— PROBLEM STATEMENT —
Repeat exactly the lines of the entries below from the one with "Query: red map marker" through the one with "like x=703, y=535.", both ends included, and nothing else.

Natural-language object grounding data:
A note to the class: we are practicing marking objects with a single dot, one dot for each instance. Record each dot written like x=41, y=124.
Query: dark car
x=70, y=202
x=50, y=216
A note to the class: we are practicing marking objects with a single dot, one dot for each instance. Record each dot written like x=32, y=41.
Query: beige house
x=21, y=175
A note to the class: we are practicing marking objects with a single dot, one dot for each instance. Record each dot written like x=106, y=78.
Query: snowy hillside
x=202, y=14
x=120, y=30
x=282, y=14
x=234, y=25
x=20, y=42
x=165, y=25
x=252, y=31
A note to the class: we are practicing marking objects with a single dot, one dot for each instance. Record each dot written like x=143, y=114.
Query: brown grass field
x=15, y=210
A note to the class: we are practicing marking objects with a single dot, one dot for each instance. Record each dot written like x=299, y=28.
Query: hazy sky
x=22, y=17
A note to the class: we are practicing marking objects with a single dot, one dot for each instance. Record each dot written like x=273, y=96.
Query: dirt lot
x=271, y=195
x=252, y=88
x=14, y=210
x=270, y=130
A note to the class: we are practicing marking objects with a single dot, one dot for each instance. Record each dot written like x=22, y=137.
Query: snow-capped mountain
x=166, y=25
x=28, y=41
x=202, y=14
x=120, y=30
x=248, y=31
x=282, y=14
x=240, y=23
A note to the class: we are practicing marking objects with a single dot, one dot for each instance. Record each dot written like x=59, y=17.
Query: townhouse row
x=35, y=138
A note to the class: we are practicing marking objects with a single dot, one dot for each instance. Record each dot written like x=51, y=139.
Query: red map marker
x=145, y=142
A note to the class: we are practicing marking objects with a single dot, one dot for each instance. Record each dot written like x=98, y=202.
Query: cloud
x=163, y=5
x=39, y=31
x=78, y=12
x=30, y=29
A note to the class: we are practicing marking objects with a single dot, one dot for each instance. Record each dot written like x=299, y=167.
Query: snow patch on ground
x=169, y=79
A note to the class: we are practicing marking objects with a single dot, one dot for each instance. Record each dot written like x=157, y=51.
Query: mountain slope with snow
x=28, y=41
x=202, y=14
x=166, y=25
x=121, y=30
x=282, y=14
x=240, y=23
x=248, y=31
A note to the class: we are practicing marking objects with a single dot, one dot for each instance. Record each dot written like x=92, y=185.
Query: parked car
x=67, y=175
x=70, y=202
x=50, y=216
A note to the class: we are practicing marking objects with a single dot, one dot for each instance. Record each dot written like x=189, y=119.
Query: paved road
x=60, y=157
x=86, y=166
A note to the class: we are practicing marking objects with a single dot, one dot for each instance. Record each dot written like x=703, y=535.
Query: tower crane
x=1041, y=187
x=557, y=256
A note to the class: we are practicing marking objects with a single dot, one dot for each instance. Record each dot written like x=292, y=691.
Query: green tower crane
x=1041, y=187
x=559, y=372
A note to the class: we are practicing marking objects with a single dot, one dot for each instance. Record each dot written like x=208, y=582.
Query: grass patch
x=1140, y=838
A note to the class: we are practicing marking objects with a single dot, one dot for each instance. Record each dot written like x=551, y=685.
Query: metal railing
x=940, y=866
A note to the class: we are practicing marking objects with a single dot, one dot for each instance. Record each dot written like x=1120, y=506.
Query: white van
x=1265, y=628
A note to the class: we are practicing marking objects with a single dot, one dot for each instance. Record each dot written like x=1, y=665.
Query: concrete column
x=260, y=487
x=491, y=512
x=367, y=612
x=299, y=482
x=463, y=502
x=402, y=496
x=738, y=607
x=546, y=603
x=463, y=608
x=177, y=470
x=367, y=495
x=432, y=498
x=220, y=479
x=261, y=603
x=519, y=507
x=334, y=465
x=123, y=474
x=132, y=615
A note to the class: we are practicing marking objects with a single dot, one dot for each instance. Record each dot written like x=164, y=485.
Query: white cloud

— FINISHED EXERCISE —
Query: red map marker
x=145, y=142
A note to the class: we are practicing marking objects with a single dot, one dot for each instance. Record each dot written like x=98, y=202.
Query: cloud
x=163, y=5
x=39, y=31
x=78, y=12
x=30, y=29
A note to the class: we are practicing marking objects with a single dot, one dot for each instance. Record each dot written like x=299, y=167.
Query: snow patch on ground
x=169, y=79
A note to the class: we are practicing marking objects with a single dot, one dot for each instance. Record each dot written like x=157, y=51.
Query: mountain slope with snow
x=28, y=41
x=202, y=14
x=166, y=25
x=121, y=30
x=282, y=14
x=240, y=23
x=248, y=31
A note to the class: we are practicing marking objects with a single dot, one dot for each instance. Record each dot written like x=92, y=185.
Query: parked car
x=67, y=175
x=70, y=202
x=50, y=216
A note to the class: we are practicing marking objects with a single dot, one dot for each instance. Record each dot written like x=189, y=119.
Query: paved road
x=60, y=157
x=86, y=166
A note to the class: we are practicing marking objects with a single dot, one dot for each instance. Record each dot written like x=703, y=535.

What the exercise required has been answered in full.